(Dataset records)
↓↓↓

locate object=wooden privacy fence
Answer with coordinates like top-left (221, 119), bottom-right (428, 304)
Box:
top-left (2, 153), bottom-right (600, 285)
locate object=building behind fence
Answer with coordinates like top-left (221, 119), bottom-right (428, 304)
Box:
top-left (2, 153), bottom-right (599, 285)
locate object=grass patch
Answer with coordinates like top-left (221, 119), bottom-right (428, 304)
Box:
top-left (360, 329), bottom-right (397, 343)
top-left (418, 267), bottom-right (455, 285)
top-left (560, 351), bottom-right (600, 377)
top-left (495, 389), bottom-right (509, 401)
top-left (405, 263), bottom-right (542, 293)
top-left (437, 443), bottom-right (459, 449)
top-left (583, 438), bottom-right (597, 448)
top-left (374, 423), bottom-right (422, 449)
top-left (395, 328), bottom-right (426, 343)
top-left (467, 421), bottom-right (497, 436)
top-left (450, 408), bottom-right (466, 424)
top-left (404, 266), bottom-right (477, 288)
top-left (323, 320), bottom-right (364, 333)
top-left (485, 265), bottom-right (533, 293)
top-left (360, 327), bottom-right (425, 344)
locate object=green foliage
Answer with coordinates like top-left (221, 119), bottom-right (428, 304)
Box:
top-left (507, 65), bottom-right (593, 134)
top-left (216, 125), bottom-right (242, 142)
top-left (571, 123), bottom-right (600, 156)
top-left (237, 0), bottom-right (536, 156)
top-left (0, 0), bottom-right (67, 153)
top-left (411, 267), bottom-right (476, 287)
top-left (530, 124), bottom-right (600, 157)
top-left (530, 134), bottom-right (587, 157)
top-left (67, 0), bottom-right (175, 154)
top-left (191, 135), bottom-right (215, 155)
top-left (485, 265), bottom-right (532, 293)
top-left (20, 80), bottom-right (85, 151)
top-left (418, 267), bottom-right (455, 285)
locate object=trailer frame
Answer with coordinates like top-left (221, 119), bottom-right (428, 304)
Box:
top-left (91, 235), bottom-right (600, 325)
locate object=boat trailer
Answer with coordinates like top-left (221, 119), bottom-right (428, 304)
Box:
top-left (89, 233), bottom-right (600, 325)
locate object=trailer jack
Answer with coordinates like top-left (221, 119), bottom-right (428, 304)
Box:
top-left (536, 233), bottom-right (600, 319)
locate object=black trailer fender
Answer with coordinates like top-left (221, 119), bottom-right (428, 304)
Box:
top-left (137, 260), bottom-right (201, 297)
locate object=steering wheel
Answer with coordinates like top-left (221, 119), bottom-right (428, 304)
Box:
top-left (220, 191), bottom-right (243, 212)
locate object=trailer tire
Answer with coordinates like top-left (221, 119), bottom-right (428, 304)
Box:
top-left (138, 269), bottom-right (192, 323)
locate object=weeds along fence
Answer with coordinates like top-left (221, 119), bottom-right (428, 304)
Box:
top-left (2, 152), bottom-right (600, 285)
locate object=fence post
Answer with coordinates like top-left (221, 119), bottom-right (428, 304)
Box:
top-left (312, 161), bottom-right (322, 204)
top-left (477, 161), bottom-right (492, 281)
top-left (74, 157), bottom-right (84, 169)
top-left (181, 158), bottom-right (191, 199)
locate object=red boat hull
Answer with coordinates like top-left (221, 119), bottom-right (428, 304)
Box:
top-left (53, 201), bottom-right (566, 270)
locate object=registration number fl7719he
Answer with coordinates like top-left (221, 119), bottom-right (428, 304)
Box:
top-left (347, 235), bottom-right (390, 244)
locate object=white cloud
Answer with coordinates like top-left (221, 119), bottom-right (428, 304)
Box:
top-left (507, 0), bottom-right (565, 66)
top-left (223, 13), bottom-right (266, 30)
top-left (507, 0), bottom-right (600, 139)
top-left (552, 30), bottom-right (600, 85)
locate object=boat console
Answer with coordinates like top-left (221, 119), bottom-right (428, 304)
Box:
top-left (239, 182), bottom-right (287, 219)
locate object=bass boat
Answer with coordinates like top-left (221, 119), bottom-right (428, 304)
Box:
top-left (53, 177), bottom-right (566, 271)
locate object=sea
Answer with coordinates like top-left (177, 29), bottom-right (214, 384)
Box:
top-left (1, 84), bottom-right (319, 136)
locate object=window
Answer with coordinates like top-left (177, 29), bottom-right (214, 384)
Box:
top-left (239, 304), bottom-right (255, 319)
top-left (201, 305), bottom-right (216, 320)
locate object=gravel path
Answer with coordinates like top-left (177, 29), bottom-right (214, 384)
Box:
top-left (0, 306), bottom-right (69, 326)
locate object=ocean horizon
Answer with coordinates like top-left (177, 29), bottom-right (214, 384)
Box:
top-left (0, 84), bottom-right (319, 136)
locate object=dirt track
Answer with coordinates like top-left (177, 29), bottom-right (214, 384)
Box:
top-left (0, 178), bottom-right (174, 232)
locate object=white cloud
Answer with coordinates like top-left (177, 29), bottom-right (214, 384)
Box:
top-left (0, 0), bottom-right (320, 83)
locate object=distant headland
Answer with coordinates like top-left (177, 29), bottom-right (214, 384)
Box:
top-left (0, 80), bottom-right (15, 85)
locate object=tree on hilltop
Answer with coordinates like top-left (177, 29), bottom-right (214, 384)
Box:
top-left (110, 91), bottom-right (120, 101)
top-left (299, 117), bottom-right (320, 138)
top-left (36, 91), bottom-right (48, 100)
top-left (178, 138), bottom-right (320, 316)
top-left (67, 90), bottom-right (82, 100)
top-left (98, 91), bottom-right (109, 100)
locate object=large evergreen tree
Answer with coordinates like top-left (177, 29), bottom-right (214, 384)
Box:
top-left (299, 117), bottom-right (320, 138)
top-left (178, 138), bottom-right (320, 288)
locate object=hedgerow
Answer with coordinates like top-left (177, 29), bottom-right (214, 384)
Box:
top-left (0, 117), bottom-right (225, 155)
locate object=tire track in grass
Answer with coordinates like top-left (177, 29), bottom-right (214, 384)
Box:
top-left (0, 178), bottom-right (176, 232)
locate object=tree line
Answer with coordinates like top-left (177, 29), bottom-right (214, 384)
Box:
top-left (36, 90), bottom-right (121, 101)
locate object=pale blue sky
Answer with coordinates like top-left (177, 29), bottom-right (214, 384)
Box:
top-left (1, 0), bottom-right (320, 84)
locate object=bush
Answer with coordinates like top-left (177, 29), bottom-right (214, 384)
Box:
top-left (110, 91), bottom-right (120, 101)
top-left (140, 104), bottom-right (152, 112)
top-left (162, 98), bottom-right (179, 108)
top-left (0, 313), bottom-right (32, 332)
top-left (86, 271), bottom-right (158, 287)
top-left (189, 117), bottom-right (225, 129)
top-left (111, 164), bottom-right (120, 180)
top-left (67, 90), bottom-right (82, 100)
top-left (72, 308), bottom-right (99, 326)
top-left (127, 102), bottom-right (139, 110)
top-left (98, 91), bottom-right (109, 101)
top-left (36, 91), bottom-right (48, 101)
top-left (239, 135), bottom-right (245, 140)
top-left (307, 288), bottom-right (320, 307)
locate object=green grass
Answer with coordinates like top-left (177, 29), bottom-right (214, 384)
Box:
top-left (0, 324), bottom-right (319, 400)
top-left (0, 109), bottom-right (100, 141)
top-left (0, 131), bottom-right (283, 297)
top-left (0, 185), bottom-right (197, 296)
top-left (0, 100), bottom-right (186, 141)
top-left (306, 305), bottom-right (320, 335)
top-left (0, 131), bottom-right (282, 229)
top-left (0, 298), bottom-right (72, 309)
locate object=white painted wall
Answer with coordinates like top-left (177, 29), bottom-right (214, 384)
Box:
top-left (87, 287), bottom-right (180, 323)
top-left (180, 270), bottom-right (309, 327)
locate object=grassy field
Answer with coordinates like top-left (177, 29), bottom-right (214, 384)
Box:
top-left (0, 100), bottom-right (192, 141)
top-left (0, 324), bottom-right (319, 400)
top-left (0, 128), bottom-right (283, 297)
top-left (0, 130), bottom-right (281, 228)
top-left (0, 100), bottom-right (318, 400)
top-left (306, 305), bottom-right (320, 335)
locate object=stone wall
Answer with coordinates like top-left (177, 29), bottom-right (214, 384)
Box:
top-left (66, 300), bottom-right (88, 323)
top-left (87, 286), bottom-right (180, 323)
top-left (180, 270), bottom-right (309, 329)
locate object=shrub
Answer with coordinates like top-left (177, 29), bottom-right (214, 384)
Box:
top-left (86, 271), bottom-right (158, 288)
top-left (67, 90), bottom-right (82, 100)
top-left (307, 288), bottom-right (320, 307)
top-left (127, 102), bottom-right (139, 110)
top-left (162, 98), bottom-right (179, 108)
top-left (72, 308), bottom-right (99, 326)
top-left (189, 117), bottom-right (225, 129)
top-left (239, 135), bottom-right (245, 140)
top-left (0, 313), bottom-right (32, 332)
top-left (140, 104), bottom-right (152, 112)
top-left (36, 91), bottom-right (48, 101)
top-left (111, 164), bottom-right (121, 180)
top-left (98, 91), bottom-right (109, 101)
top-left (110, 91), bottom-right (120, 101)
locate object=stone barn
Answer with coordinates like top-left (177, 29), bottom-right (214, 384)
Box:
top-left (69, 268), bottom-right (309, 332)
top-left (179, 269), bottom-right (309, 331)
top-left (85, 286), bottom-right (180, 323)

↑↑↑

Transcribe the records above exactly, from the opening line down to and including the line with "locate object=grass patch".

locate object=wooden privacy fence
Answer with coordinates like top-left (221, 119), bottom-right (428, 304)
Box:
top-left (2, 153), bottom-right (600, 285)
locate object=building behind fence
Answer with coordinates like top-left (221, 119), bottom-right (428, 304)
Box:
top-left (2, 153), bottom-right (599, 285)
locate object=grass patch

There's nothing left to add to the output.